■ **WORK INSTRUCTION A**
Please edit the card game rules by copying them starting with "When there is" and going on through "of these criteria.", putting "Owl" wherever "Cuckoo" appears.
■ **WORK INSTRUCTION B**
In the card game rules, what may the player to the dealer's left propose when only two or three players are left?
■ **WORK INSTRUCTION C**
Write the next part of the card game rules, carrying on after their final sentence.

■ **QUOTED PASSAGE**
When there is a showdown, either because all players had the opportunity to make an exchange or because a player has encountered a Cuckoo, the player who has the lowest card apart from the Harlequins is out along with players that were knocked out by a Hussar or a Pig and players who have a low-ranking Harlequin. It is possible for several players to fulfil at least one of these criteria.

Variant: When there are only two or three players left, the player to the dealer's left may propose a new deal. If the dealer accepts, the cards are thrown in and the same dealer deals again. If the dealer rejects the proposition, the play continues. If there is a third player, the dealer may remit the decision to the third player who then must accept or reject the proposition.

(Data records)
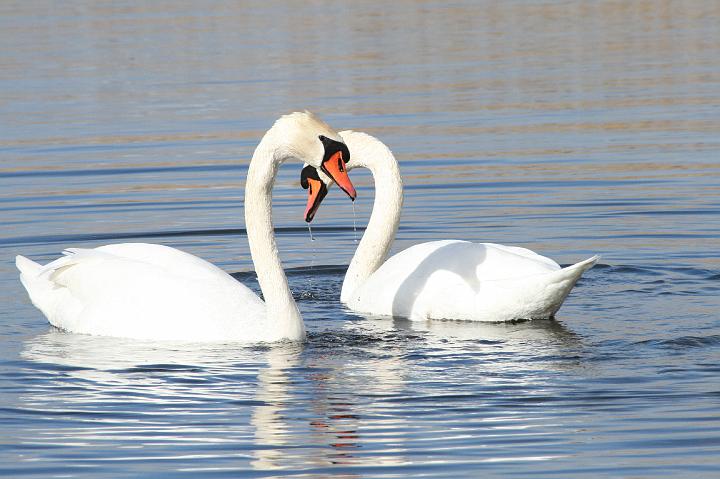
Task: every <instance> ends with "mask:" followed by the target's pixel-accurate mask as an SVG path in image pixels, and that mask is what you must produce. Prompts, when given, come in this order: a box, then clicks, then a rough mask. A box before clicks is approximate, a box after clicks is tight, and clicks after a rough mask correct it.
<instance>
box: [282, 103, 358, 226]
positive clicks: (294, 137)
mask: <svg viewBox="0 0 720 479" xmlns="http://www.w3.org/2000/svg"><path fill="white" fill-rule="evenodd" d="M271 130H272V132H273V135H276V136H275V138H279V139H281V140H282V144H283V145H285V148H286V149H287V150H286V151H284V152H283V154H284V155H286V156H292V157H295V158H298V159H300V160H301V161H305V162H306V164H308V165H310V166H311V167H313V168H315V169H317V170H318V171H319V172H321V173H323V177H324V178H325V179H329V183H333V182H334V183H337V185H338V186H339V187H340V188H341V189H342V190H343V191H344V192H345V193H347V195H348V196H349V197H350V198H351V199H352V200H355V197H356V196H357V193H356V192H355V187H354V186H353V184H352V182H351V181H350V177H349V176H348V174H347V168H346V167H345V163H347V162H348V161H350V150H349V149H348V147H347V145H345V141H344V140H343V138H342V137H341V136H340V135H339V134H338V132H336V131H335V130H333V129H332V128H330V126H329V125H328V124H327V123H325V122H324V121H322V120H321V119H320V118H318V117H317V116H315V115H313V114H312V113H310V112H309V111H305V112H295V113H290V114H289V115H284V116H282V117H280V119H279V120H277V121H276V122H275V124H274V125H273V127H272V129H271ZM303 171H304V170H303ZM315 176H317V175H315ZM313 179H314V178H313ZM309 185H310V184H309V183H307V186H303V187H304V188H306V189H310V186H309ZM312 192H313V193H312V194H313V196H314V197H313V203H317V206H320V202H321V201H322V197H324V195H323V196H322V197H319V196H318V194H319V193H320V188H319V187H317V188H312ZM325 193H327V187H326V188H325ZM317 206H316V207H315V210H317ZM308 213H309V211H306V212H305V217H306V221H308V222H309V221H311V220H312V216H313V215H314V214H315V211H312V214H311V215H310V220H308V219H307V217H308Z"/></svg>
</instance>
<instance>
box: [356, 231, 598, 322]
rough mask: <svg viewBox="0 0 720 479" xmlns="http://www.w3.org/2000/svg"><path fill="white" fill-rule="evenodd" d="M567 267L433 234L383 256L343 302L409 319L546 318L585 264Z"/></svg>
mask: <svg viewBox="0 0 720 479" xmlns="http://www.w3.org/2000/svg"><path fill="white" fill-rule="evenodd" d="M591 260H592V264H594V261H595V260H596V259H591ZM591 260H588V261H591ZM592 264H590V266H592ZM590 266H588V267H587V268H589V267H590ZM571 268H573V267H571ZM587 268H585V269H587ZM567 269H569V268H566V269H565V270H562V269H561V268H560V266H559V265H558V264H557V263H555V262H554V261H553V260H551V259H549V258H545V257H543V256H540V255H538V254H536V253H534V252H532V251H530V250H527V249H525V248H518V247H509V246H503V245H496V244H492V243H470V242H466V241H433V242H429V243H422V244H419V245H415V246H412V247H410V248H408V249H406V250H404V251H402V252H400V253H398V254H396V255H395V256H393V257H391V258H390V259H388V261H386V262H385V263H384V264H383V265H382V266H381V267H380V268H379V269H378V270H377V271H376V272H375V273H374V274H373V275H372V276H371V277H370V278H369V279H368V280H367V281H366V282H365V283H364V284H363V285H362V286H361V287H360V288H359V290H358V291H357V292H356V294H354V295H353V297H352V299H351V300H350V301H349V302H348V306H349V307H350V308H351V309H354V310H356V311H360V312H365V313H372V314H382V315H392V316H397V317H406V318H410V319H428V318H434V319H462V320H474V321H506V320H511V319H520V318H536V317H550V316H552V315H553V314H555V312H556V311H557V309H558V308H559V307H560V305H561V304H562V301H563V300H564V299H565V296H567V293H568V292H569V291H570V289H571V288H572V286H574V284H575V282H576V281H577V279H579V277H580V275H582V272H584V271H585V269H582V270H579V269H577V268H576V269H574V270H572V272H573V273H575V274H571V275H569V277H568V275H566V274H565V273H563V272H564V271H566V270H567ZM578 271H579V272H578Z"/></svg>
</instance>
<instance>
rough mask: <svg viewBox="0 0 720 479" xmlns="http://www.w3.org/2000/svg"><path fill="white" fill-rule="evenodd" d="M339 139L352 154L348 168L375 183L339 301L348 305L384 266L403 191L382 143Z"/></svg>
mask: <svg viewBox="0 0 720 479" xmlns="http://www.w3.org/2000/svg"><path fill="white" fill-rule="evenodd" d="M340 136H342V137H343V140H344V141H345V144H346V145H347V146H348V148H349V149H350V152H351V158H350V162H349V163H348V168H357V167H365V168H368V169H369V170H370V172H371V173H372V175H373V179H374V181H375V201H374V203H373V211H372V214H371V215H370V221H369V222H368V226H367V228H366V229H365V234H364V235H363V237H362V239H361V240H360V244H359V245H358V248H357V251H355V255H354V256H353V259H352V261H351V262H350V266H349V267H348V271H347V273H346V274H345V280H344V281H343V286H342V292H341V293H340V301H342V302H347V301H348V300H349V299H350V298H351V297H352V295H353V293H354V292H355V291H356V290H357V289H358V288H359V287H360V286H362V284H363V283H364V282H365V281H366V280H367V279H368V278H369V277H370V275H372V274H373V273H374V272H375V271H376V270H377V269H378V268H379V267H380V266H381V265H382V264H383V263H384V262H385V259H386V258H387V255H388V252H389V251H390V247H391V246H392V243H393V240H394V239H395V233H397V228H398V225H399V224H400V211H401V210H402V203H403V190H402V177H401V176H400V168H399V167H398V163H397V160H396V159H395V157H394V156H393V154H392V152H391V151H390V150H389V149H388V147H387V146H385V144H384V143H382V142H381V141H380V140H378V139H376V138H374V137H372V136H370V135H366V134H364V133H358V132H340Z"/></svg>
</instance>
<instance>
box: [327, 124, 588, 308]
mask: <svg viewBox="0 0 720 479" xmlns="http://www.w3.org/2000/svg"><path fill="white" fill-rule="evenodd" d="M340 135H341V136H342V137H343V139H344V140H345V144H346V145H347V146H348V148H349V149H350V152H351V154H352V157H351V160H350V161H349V162H348V163H347V168H348V169H352V168H356V167H366V168H368V169H370V171H371V172H372V175H373V178H374V180H375V202H374V205H373V212H372V215H371V217H370V222H369V224H368V226H367V228H366V230H365V234H364V235H363V238H362V240H361V241H360V244H359V246H358V249H357V251H356V253H355V255H354V257H353V259H352V261H351V263H350V267H349V268H348V271H347V274H346V276H345V280H344V282H343V286H342V292H341V296H340V299H341V301H342V302H343V303H345V304H346V305H347V307H348V308H350V309H352V310H354V311H358V312H361V313H367V314H377V315H387V316H395V317H403V318H408V319H412V320H423V319H454V320H470V321H509V320H516V319H540V318H551V317H553V316H554V315H555V313H556V312H557V311H558V309H560V306H561V305H562V303H563V301H564V300H565V298H566V297H567V295H568V294H569V293H570V290H571V289H572V288H573V286H574V285H575V283H576V282H577V281H578V279H580V276H582V274H583V273H584V272H585V271H587V270H588V269H590V268H591V267H592V266H593V265H594V264H595V263H596V261H597V260H598V257H597V256H594V257H592V258H589V259H587V260H585V261H582V262H580V263H577V264H575V265H572V266H569V267H567V268H560V266H559V265H558V264H557V263H556V262H555V261H553V260H551V259H549V258H546V257H544V256H540V255H538V254H536V253H534V252H532V251H530V250H528V249H525V248H519V247H511V246H503V245H497V244H491V243H470V242H467V241H457V240H450V241H432V242H429V243H422V244H418V245H415V246H412V247H410V248H408V249H406V250H404V251H402V252H400V253H398V254H396V255H394V256H392V257H391V258H390V259H388V260H387V261H386V257H387V254H388V251H389V250H390V247H391V245H392V242H393V240H394V237H395V233H396V232H397V227H398V224H399V221H400V210H401V208H402V180H401V177H400V171H399V168H398V164H397V161H396V160H395V157H394V156H393V154H392V153H391V152H390V150H389V149H388V148H387V147H386V146H385V145H384V144H383V143H382V142H380V141H379V140H377V139H376V138H374V137H372V136H370V135H366V134H364V133H358V132H353V131H344V132H340Z"/></svg>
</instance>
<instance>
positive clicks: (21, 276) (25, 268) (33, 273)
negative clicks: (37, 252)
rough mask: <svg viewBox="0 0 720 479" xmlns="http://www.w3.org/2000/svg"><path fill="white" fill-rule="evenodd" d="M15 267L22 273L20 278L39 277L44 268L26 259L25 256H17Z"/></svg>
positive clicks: (35, 263)
mask: <svg viewBox="0 0 720 479" xmlns="http://www.w3.org/2000/svg"><path fill="white" fill-rule="evenodd" d="M15 266H17V269H18V270H19V271H20V276H21V277H22V276H28V277H30V276H37V275H38V274H40V269H42V266H41V265H40V264H38V263H36V262H35V261H33V260H31V259H28V258H26V257H25V256H21V255H17V256H15Z"/></svg>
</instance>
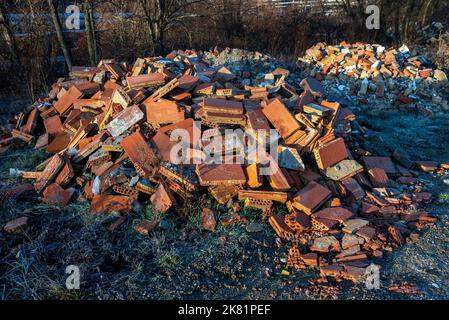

■ **ANSWER SPACE A**
When there is a showdown, either because all players had the opportunity to make an exchange or because a player has encountered a Owl, the player who has the lowest card apart from the Harlequins is out along with players that were knocked out by a Hussar or a Pig and players who have a low-ranking Harlequin. It is possible for several players to fulfil at least one of these criteria.

■ **ANSWER SPACE B**
A new deal.

■ **ANSWER SPACE C**
It is possible to re-enter the game for another stake, but only three times: the first time for a single stake, the second time for half the pot, and the last time for a full pot. The players must re-enter in the deal after the one in which they were knocked out. Variant: Players may only re-enter twice. The first time, they re-enter for a double stake. They may only re-enter in the deal after the first one in which only three players were left. (If there is no such deal, for example because three players were knocked out in a deal with four active players, they may not re-enter.) The second time, they re-enter for half the pot or for a full pot. They may only re-enter a second time in the deal after the first one in which only two players were left.

When two players remain, the cards are re-dealt if one of them has received the Harlequin, and there is an immediate showdown if one of them has received the Cuckoo. A player who tries to exchange with the Pig or Hussar has immediately lost.

== Other games with Kille cards ==
- Femkortskille (Knackkille) with its variants Auction Kille or Poker Kille
- Krypkille with its variants Sneaky Kille or Åland Kille

== Bibliography ==
- Glimne, Dan (2016). "Kortspelshandboken"
- Torgny, Ove (2003). "Tio spel med spader kung"
- Werner, Einar (1975). "Kortoxen"
- A. G. Smith (1991). "The Cambio Packs and the Games Played with Them. I – Hexenspiel and Quittli". The Playing-Card. XIX (3): 93–103.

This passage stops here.